• Entries provided:
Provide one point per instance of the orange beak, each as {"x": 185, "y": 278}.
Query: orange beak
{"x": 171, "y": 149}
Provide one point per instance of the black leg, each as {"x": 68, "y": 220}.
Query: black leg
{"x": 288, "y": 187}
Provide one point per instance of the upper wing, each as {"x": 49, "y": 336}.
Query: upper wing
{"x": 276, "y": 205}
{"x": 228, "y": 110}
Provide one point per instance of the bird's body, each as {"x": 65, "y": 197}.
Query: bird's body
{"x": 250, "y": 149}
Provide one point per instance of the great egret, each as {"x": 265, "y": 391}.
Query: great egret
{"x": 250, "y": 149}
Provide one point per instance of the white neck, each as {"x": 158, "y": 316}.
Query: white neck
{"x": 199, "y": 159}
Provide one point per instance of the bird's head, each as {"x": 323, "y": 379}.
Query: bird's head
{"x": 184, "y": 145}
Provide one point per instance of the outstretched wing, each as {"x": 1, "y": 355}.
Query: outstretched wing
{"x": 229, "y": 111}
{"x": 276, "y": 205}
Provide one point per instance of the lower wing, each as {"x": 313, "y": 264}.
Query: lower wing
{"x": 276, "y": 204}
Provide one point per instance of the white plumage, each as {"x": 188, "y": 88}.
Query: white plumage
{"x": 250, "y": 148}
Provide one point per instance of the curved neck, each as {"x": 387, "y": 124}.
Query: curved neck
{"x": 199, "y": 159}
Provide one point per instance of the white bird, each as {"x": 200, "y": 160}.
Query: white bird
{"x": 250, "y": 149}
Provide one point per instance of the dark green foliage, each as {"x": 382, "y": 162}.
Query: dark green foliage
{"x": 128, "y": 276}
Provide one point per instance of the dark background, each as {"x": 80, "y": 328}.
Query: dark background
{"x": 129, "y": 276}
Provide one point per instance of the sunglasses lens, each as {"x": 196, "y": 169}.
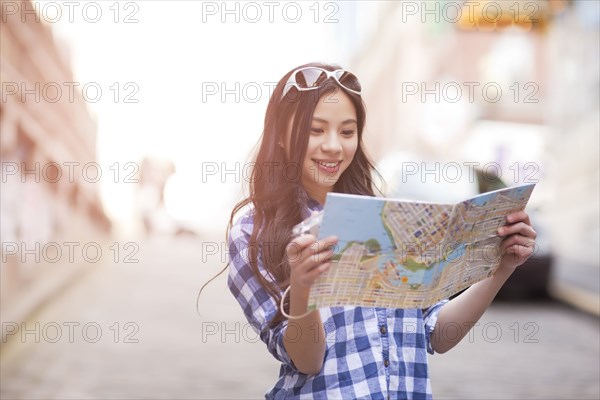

• Task goal:
Exact copy, pictures omitted: every line from the one holding "Provide one point per instance of the great" through the last line of the data above, and nothing else.

• Answer to this task:
Provide one point per instance of the great egret, each as {"x": 265, "y": 391}.
Query: great egret
{"x": 250, "y": 149}
Provide one point per instance of the white neck, each as {"x": 158, "y": 316}.
Query: white neck
{"x": 199, "y": 159}
Provide one point per instance of the bird's head, each as {"x": 323, "y": 379}.
Query: bird's head
{"x": 184, "y": 145}
Provide one point per instance of the outstretched wing, each as {"x": 1, "y": 355}.
Query: outstretched wing
{"x": 229, "y": 111}
{"x": 276, "y": 205}
Provide one point per instance of the lower wing, each as {"x": 313, "y": 264}.
Query: lower wing
{"x": 276, "y": 204}
Provide one point per instance of the white plumage, each as {"x": 188, "y": 88}.
Query: white plumage
{"x": 250, "y": 148}
Provide one point per instance of the curved neck, each as {"x": 387, "y": 124}.
Query: curved neck
{"x": 199, "y": 159}
Provide one point per instance of the white bird, each as {"x": 200, "y": 160}.
Query: white bird
{"x": 250, "y": 149}
Provide one point per instance of the dark green foliage, each as {"x": 382, "y": 162}.
Query: dark green foliage
{"x": 128, "y": 276}
Provide one point per instance of the dark background, each as {"x": 80, "y": 328}.
Query: dark background
{"x": 129, "y": 276}
Provide one point per instance of the sunglasses lens, each as {"x": 196, "y": 169}.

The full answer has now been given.